***** TEXTE FOURNI *****

Innovation en éducation : L’École de la Deuxième Chance qui permet aux jeunes de rebondir

Innovation en éducation : L’École de la Deuxième Chance qui permet aux jeunes de rebondir

La première École de la Deuxième Chance ouvre ses portes en 1998 à Marseille. Depuis, le concept a essaimé dans toute la France. Quant à l’antenne puydomoise, elle voit le jour en 2006 à Clermont-Ferrand. D’abord portée par le Conseil Régional, elle est désormais une composante de l’ESC Clermont Business School. En 2023, on compte cinquante-cinq E2C réparties sur le territoire métropolitain pour environ 15 000 jeunes accompagnés chaque année. Zoom sur une école pas comme les autres avec Christelle Lafarge, coordinatrice pédagogique pour le Puy-de-Dôme. 

Quelle est l’ambition derrière l’École de la 2ème chance du Puy-de-Dôme ?

La mission principale de l’E2C de Clermont-Ferrand est d’offrir une seconde chance aux jeunes de 16 à 25 ans, sans emploi ou éloignés de l’emploi. Elle leur permet de rebondir après un décrochage scolaire, une mauvaise orientation professionnelle ou des problèmes périphériques, tels que des problèmes sociaux ou de santé.

***** EXTRAIT SOURCE *****

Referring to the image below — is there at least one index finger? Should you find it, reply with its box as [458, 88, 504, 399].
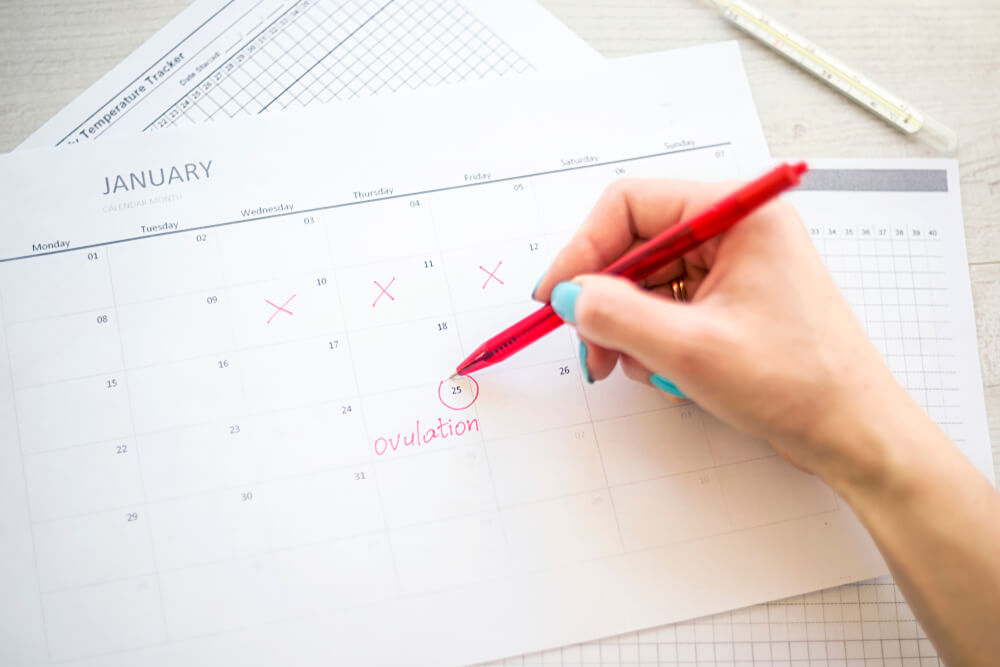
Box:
[533, 178, 727, 301]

*****

CONSIGNE:
D'après le texte fourni, expliquez en une à trois phrases pourquoi l'E2C de Clermont-Ferrand accueille des jeunes de 16 à 25 ans sans emploi ou éloignés de l'emploi.

RÉSULTAT ATTENDU:
Sa mission principale est d'offrir une seconde chance à ces jeunes. Elle leur permet de rebondir après un décrochage scolaire, une mauvaise orientation professionnelle ou des problèmes périphériques, comme des problèmes sociaux ou de santé.